▶ [Directions for this task] Locate each line in the entries below that contains the word "eroded", and copy those lines out.

▶ [Items]
■ ■ ■ ■

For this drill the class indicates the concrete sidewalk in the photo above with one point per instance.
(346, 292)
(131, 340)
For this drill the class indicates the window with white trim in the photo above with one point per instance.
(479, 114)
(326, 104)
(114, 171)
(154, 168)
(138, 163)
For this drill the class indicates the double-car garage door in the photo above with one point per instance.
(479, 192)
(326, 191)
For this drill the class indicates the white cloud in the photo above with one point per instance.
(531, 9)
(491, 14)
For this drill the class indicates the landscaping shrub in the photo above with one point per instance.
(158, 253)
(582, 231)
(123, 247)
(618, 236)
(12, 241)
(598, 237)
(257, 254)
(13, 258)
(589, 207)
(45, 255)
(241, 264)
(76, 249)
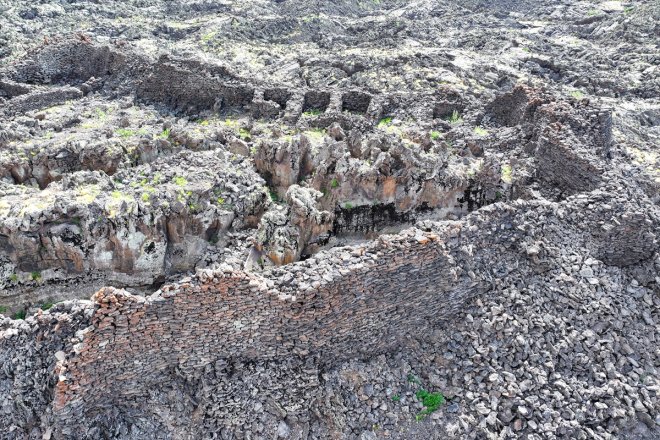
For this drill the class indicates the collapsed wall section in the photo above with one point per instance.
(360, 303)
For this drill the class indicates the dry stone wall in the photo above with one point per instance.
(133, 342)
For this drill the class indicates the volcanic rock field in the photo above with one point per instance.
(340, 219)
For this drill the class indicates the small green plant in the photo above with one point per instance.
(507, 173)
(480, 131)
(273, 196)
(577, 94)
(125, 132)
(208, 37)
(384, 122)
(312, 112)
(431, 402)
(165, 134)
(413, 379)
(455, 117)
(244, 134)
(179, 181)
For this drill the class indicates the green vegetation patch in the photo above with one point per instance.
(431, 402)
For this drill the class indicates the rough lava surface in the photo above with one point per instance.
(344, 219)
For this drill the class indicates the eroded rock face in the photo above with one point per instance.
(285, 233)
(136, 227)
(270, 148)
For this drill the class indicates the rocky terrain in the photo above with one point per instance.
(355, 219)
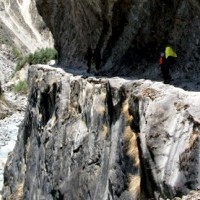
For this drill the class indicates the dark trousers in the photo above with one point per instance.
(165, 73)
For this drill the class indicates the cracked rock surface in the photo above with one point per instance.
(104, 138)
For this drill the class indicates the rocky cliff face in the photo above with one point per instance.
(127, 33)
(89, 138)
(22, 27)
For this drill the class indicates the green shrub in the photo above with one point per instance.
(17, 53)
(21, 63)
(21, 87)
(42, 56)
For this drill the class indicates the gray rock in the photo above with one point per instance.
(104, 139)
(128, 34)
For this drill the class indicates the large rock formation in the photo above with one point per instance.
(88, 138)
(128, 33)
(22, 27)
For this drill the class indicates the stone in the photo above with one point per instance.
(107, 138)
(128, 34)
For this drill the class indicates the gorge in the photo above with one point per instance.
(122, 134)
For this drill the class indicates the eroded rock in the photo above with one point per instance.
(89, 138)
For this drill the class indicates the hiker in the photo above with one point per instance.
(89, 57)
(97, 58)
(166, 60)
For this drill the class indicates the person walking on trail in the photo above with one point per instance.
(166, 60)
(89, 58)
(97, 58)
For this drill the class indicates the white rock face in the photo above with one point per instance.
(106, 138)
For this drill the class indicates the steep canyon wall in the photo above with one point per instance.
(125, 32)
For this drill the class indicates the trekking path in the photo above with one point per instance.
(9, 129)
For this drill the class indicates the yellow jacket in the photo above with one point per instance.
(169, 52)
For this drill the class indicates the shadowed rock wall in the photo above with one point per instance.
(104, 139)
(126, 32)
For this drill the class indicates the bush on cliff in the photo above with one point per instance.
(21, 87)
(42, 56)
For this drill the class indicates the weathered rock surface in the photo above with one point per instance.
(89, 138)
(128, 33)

■ ■ ■ ■

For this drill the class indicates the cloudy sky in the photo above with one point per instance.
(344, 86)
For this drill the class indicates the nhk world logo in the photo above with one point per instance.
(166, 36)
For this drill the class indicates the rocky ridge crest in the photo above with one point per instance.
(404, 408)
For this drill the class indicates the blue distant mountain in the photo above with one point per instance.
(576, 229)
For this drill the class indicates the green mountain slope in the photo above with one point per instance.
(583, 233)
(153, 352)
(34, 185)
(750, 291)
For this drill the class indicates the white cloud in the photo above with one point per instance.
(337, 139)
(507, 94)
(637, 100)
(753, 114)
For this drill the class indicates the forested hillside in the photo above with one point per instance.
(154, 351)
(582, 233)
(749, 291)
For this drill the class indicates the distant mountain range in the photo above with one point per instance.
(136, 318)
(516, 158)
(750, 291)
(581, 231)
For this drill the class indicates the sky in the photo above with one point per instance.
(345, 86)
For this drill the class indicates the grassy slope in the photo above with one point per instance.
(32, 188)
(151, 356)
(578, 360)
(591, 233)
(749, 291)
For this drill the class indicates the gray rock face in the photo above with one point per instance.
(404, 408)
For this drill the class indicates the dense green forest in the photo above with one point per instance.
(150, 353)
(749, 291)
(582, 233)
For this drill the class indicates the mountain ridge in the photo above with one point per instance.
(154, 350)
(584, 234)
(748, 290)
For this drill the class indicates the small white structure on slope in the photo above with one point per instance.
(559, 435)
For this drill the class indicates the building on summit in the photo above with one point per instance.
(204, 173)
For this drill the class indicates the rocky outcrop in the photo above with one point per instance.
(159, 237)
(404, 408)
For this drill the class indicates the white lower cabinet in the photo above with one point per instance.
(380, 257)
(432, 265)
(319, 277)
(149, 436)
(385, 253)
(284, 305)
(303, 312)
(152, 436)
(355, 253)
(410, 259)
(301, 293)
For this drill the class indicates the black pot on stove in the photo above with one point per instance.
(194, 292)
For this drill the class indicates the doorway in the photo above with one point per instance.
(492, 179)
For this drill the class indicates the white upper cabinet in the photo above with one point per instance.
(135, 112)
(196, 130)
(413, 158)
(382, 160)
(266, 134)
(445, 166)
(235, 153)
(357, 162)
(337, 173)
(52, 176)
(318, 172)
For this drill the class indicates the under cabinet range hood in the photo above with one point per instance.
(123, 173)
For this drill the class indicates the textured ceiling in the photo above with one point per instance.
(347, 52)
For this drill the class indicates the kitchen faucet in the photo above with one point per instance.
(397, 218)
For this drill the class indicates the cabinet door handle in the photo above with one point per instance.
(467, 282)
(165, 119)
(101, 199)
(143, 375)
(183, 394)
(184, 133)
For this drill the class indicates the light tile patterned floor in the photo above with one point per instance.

■ ■ ■ ■

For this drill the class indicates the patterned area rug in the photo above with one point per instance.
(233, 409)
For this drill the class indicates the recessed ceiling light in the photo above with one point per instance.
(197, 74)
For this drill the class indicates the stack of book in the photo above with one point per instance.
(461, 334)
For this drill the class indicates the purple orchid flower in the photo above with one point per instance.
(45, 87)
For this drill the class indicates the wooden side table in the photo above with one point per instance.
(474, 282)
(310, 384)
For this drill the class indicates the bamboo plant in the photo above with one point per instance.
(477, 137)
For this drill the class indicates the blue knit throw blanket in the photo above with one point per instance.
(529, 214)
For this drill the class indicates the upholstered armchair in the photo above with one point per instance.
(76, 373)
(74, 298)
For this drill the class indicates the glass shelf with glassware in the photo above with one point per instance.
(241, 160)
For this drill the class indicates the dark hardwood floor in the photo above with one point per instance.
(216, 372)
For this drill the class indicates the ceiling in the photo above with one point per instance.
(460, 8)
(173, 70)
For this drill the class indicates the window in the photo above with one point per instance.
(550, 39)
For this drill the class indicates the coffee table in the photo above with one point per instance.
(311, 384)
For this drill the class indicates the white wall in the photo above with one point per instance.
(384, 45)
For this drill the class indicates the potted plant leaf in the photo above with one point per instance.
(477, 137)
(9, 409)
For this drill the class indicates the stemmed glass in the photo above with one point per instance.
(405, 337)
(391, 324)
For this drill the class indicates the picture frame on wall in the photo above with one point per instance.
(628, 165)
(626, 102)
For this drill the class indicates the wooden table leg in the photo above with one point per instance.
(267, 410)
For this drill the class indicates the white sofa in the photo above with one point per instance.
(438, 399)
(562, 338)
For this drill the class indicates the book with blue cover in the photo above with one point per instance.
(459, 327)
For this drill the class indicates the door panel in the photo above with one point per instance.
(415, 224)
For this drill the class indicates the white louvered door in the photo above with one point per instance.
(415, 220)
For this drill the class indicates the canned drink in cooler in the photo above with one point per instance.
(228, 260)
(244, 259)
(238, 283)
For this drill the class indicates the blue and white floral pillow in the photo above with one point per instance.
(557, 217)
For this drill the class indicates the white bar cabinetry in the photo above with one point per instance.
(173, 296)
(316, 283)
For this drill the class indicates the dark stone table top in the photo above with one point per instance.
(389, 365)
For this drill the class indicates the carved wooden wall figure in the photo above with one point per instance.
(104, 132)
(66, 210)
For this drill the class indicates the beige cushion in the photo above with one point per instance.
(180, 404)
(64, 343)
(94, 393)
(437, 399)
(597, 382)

■ ■ ■ ■

▶ [Reply]
For this drill the class indicates the eroded rock face in the photo above with one point per instance.
For this drill the class indicates the eroded rock in the photo above with one point per instance.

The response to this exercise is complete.